[Material supplied Boundary: Start]
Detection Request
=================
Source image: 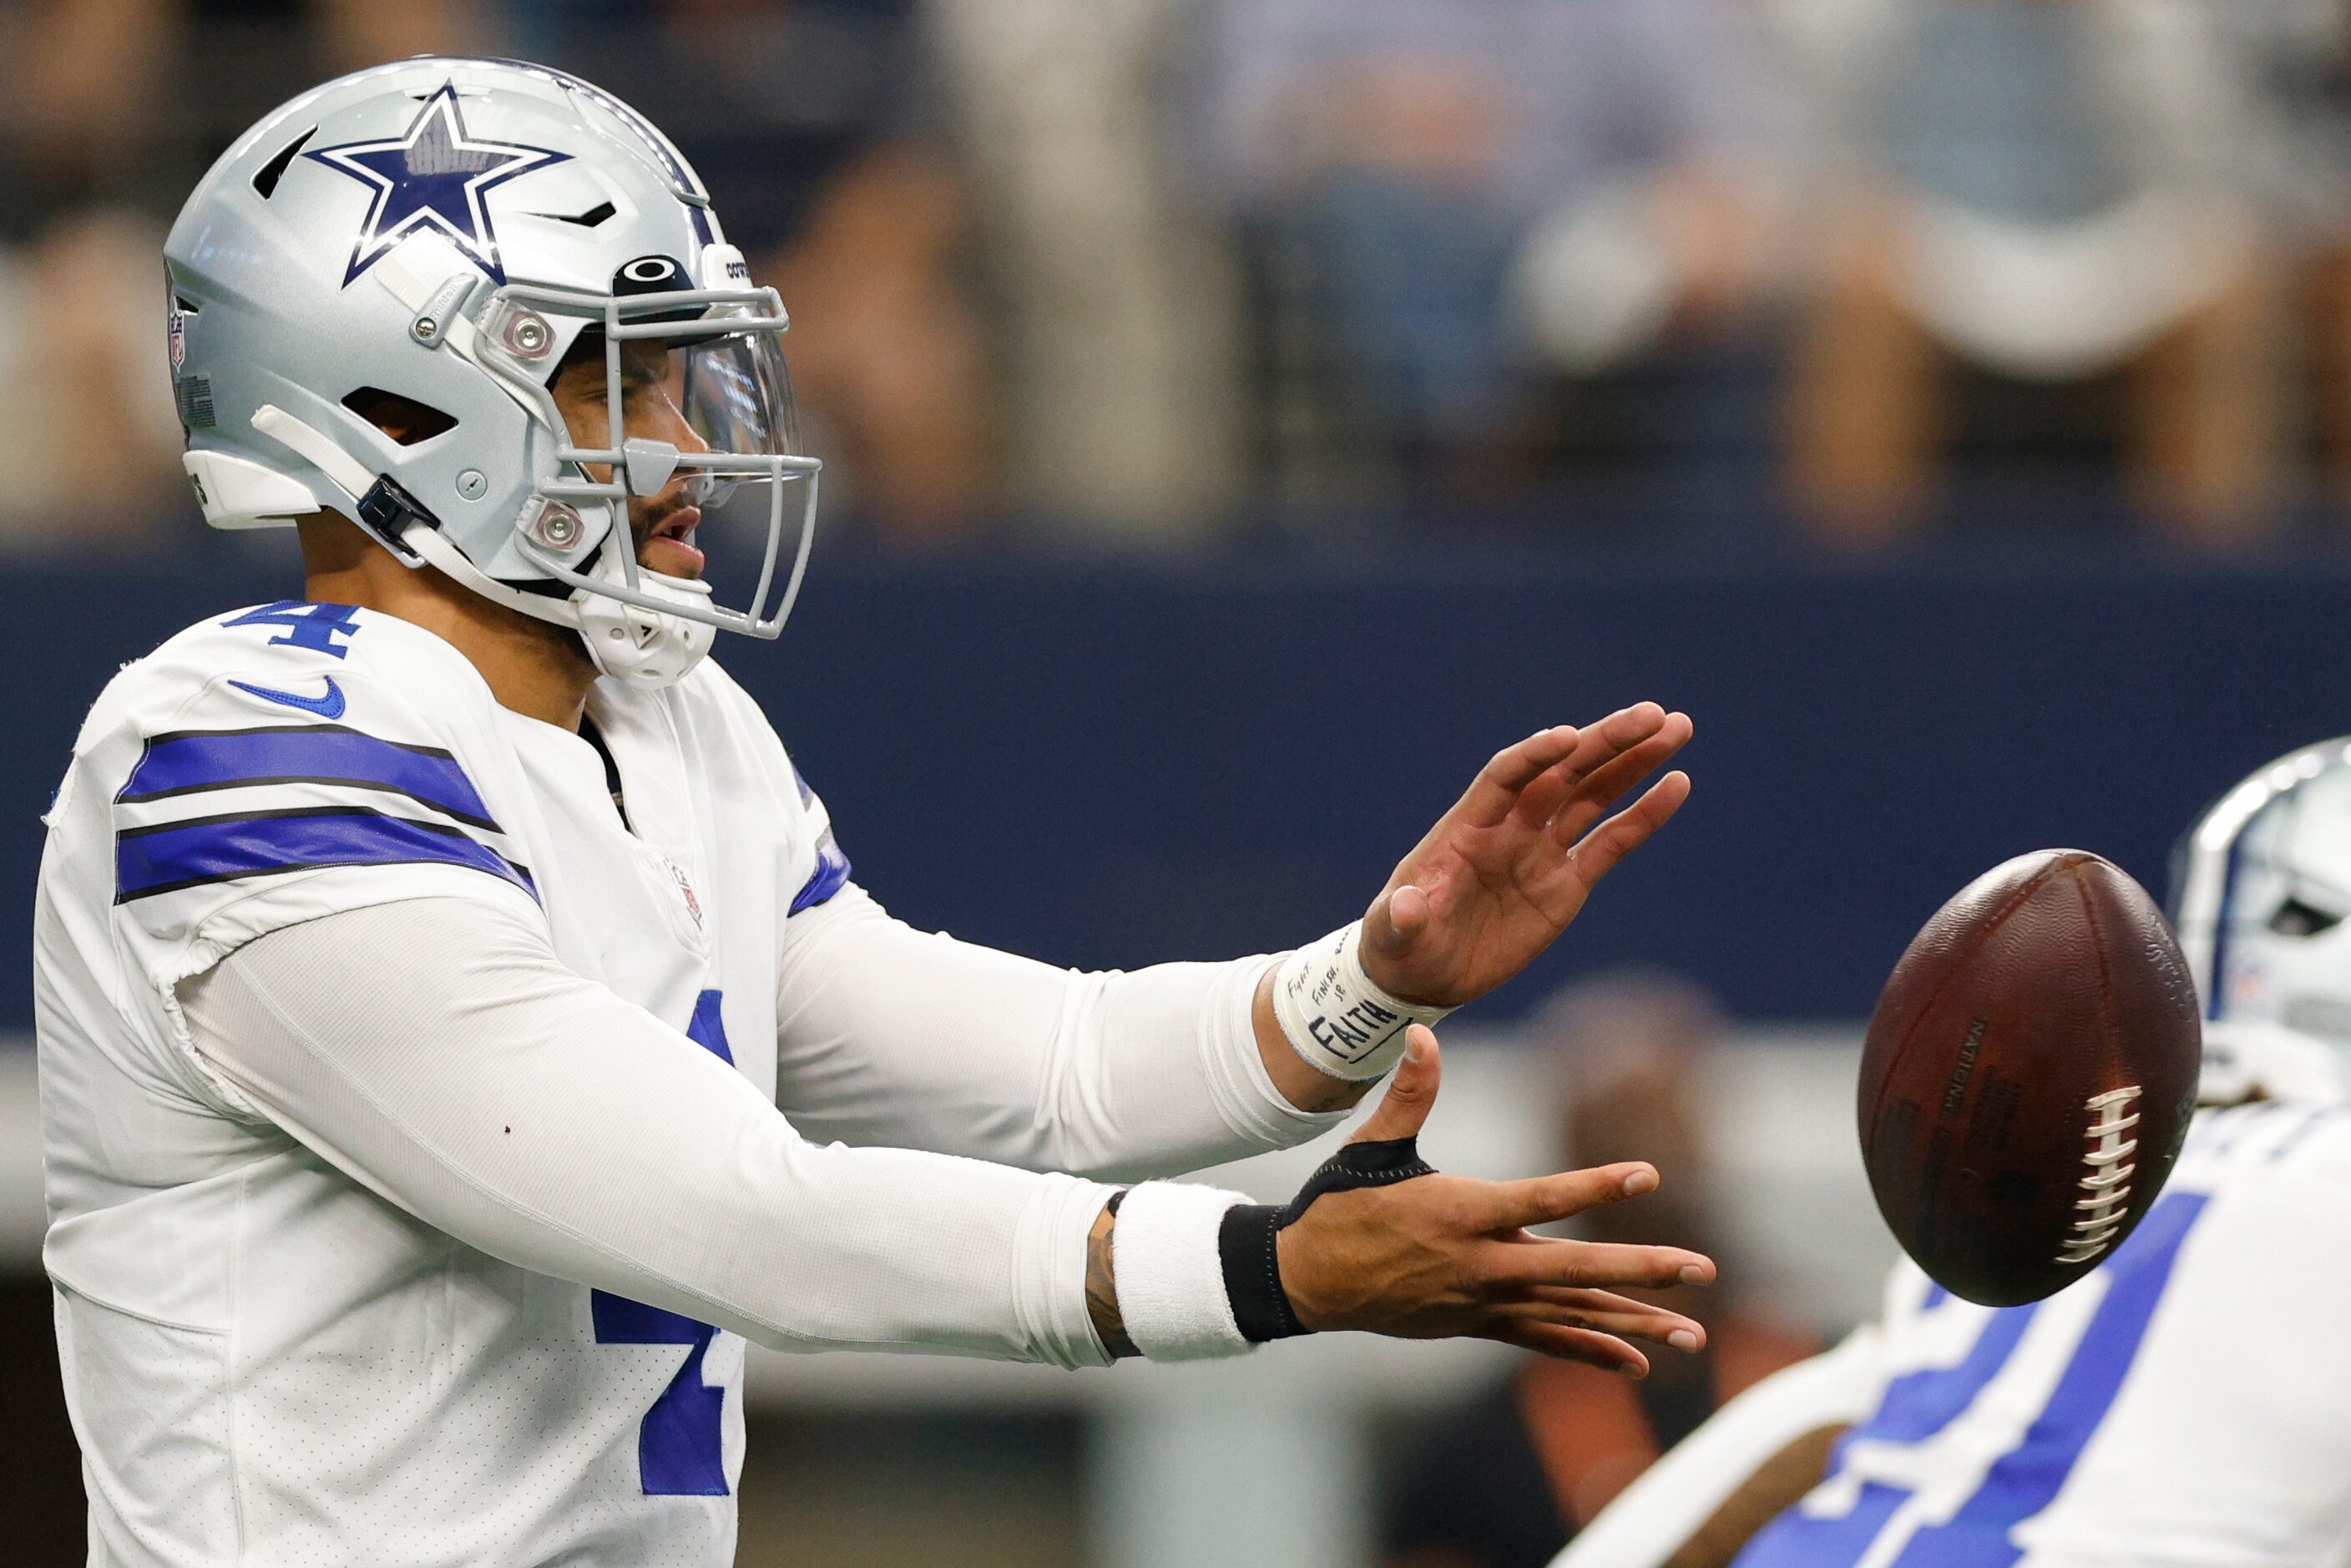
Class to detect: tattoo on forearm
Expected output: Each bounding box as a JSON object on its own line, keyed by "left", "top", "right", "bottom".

{"left": 1085, "top": 1203, "right": 1140, "bottom": 1359}
{"left": 1289, "top": 1070, "right": 1369, "bottom": 1113}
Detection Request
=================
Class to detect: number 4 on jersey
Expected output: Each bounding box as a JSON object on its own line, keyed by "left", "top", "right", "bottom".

{"left": 594, "top": 989, "right": 735, "bottom": 1495}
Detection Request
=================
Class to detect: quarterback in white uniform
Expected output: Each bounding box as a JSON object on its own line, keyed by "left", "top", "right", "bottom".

{"left": 1555, "top": 740, "right": 2351, "bottom": 1568}
{"left": 35, "top": 58, "right": 1719, "bottom": 1568}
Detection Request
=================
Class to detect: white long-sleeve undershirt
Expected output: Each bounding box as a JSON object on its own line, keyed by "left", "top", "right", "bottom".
[Material supplied Boundary: End]
Please show every line of the material that contains the string "Class".

Response to the exercise.
Class to detect: tattoo on forearm
Class to detect: number 4 on jersey
Class to detect: quarterback in white uniform
Class to detect: white long-sleeve undershirt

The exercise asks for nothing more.